WHAT YOU NEED TO DO - Reproduce every line of the items below, starting with the line containing "Note: we are tagging the white house" and continuing through the end of the items, with each coordinate in the answers shifted by 87. Keep the requests and their format samples unchanged.

LISTING -

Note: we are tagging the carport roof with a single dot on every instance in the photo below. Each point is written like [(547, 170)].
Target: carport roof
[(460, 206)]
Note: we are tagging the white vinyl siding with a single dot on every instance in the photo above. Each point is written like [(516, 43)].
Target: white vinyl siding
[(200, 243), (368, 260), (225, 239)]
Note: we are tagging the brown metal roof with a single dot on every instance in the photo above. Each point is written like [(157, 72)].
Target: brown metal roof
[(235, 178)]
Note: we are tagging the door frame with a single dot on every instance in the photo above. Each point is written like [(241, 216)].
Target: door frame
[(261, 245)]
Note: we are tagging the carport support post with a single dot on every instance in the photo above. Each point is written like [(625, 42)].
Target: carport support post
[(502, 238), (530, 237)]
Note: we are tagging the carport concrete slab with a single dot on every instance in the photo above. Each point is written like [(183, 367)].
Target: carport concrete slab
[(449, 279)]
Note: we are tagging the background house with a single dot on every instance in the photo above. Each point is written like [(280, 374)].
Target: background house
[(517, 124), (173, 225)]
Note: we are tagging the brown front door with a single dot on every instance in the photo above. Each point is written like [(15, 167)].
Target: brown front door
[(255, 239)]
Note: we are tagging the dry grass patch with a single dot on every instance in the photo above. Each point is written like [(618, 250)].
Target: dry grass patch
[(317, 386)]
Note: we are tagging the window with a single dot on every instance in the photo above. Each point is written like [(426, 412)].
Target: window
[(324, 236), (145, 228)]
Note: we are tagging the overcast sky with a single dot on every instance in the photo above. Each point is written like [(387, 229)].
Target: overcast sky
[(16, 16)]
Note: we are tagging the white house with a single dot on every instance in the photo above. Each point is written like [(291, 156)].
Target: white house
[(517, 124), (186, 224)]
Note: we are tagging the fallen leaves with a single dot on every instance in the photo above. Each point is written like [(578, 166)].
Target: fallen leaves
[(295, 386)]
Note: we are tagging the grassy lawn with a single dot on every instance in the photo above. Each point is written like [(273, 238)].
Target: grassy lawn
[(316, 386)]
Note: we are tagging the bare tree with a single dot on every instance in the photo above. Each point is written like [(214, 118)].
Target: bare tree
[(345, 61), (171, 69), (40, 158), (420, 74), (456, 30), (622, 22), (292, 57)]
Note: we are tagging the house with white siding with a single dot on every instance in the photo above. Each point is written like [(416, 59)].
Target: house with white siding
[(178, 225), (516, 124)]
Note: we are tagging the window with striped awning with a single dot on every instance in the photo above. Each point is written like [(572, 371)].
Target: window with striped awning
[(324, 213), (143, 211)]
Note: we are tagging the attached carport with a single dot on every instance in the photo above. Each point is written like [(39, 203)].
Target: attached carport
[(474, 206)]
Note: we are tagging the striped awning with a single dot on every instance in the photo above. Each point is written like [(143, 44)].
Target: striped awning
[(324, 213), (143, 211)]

ANSWER FOR THIS EXERCISE -
Note: we are tagging the white house with a single dot on every instance in the photo above. Each point is written like [(291, 156)].
Target: white house
[(604, 211), (273, 311)]
Note: we are tagging the fallen leaves with a single dot on every instance in the photo above. Each point is written like [(578, 166)].
Target: fallen leaves
[(382, 473)]
Note: we are tagging the grassy lawn with a single dot on every instance in the photo above. Each point is written like [(273, 238)].
Target: grassy lawn
[(403, 473)]
Note: we are tagging the bare tree with a single dot on every instance in the photo above. Each point is written like [(214, 118)].
Target: bare tree
[(432, 148), (258, 156), (127, 245), (507, 161), (543, 117), (709, 109), (379, 144)]
Note: we are tagging the house with white siding with a single dot on every instance in the photo above. Each point is written like [(416, 59)].
Target: house with white siding
[(265, 312), (603, 211)]
Note: we are tagging the window with striped awning with a single dot on every instance in the photo above. Each point is written like [(572, 371)].
Target: window with striped awning
[(411, 300), (230, 298)]
Note: we are tagging the attached carport with a single dot on every instance in the photo above. Each point is written like [(39, 203)].
Target: attached carport
[(561, 293)]
Note: we are tagging the striped awning with a single dot on every instance in the photo above. Each point is written like [(143, 44)].
Target: striped awning
[(411, 300), (230, 298)]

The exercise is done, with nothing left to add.